[What you should do]: Please copy out, word for word, the lines below from the one containing "Can you see the shallow" through the final line, including both.

***** Task material *****

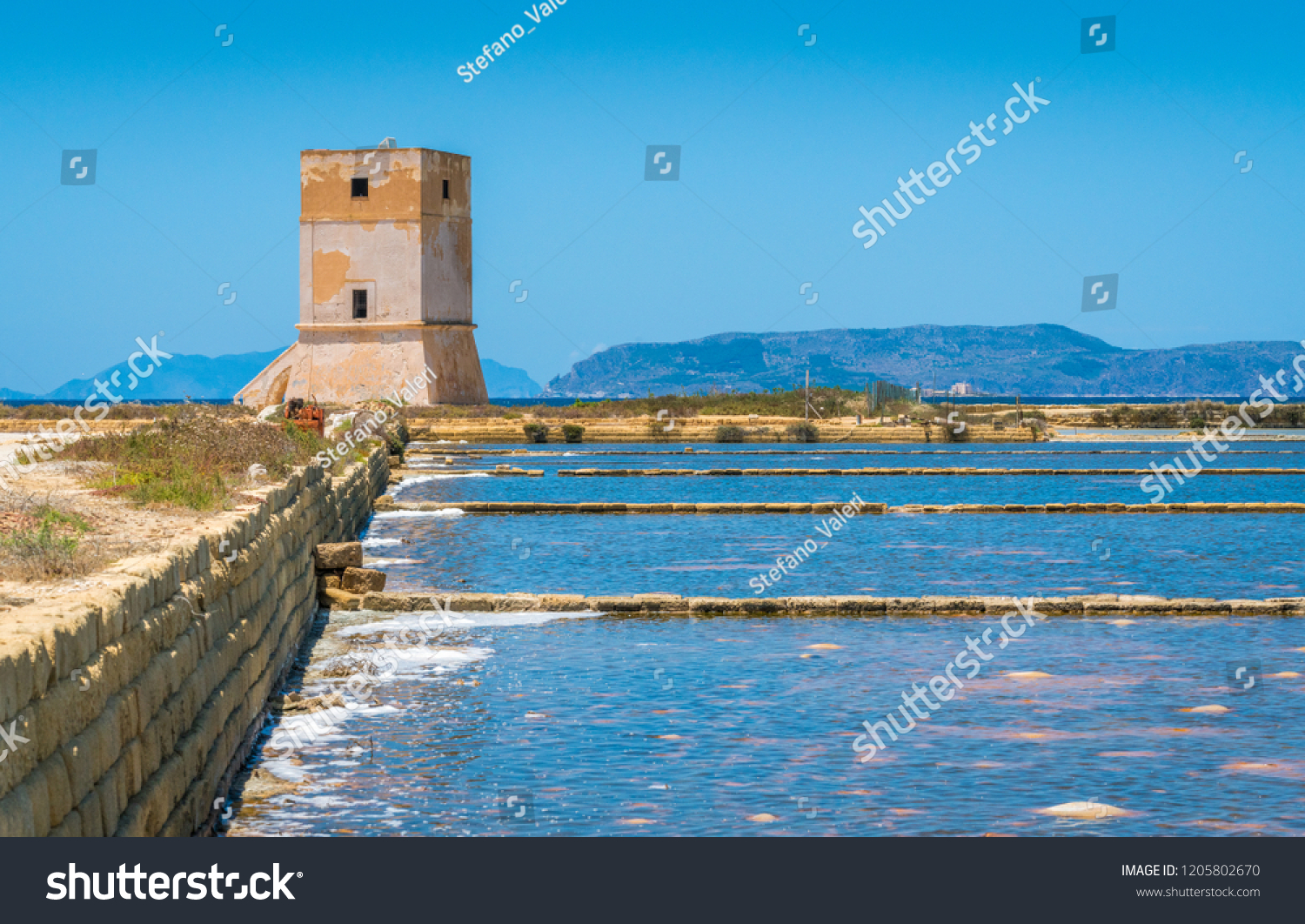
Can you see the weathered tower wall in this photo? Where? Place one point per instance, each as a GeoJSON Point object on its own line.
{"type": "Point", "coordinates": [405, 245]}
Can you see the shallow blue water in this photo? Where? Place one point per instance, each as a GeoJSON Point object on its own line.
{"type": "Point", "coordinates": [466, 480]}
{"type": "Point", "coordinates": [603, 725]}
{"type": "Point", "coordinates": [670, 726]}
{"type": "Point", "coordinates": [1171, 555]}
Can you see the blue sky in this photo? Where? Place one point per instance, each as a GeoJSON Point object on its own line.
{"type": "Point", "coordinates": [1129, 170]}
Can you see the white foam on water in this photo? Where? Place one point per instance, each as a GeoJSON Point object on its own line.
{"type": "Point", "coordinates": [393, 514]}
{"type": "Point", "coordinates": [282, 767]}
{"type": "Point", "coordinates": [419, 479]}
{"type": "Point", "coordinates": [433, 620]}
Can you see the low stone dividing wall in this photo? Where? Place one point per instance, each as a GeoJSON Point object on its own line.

*****

[Result for this task]:
Can you see the shallow blue water in this photo? Where? Place one point per instance, each as a GeoJSON Point object on its own line.
{"type": "Point", "coordinates": [466, 480]}
{"type": "Point", "coordinates": [603, 725]}
{"type": "Point", "coordinates": [670, 726]}
{"type": "Point", "coordinates": [1171, 555]}
Can you see the blue sky in this photo? Where? Place one point per instance, each as a GeoJSON Point object on its own line.
{"type": "Point", "coordinates": [1129, 170]}
Can you see the white foam on water in this photo? Where? Place one point per instance, each as a GeoJSON Point object on its own line.
{"type": "Point", "coordinates": [393, 514]}
{"type": "Point", "coordinates": [282, 767]}
{"type": "Point", "coordinates": [419, 479]}
{"type": "Point", "coordinates": [433, 620]}
Can you see the low stone dividing wall in this photo? Where? Place one point per instance, each as a GeoJSON Point object on its own line.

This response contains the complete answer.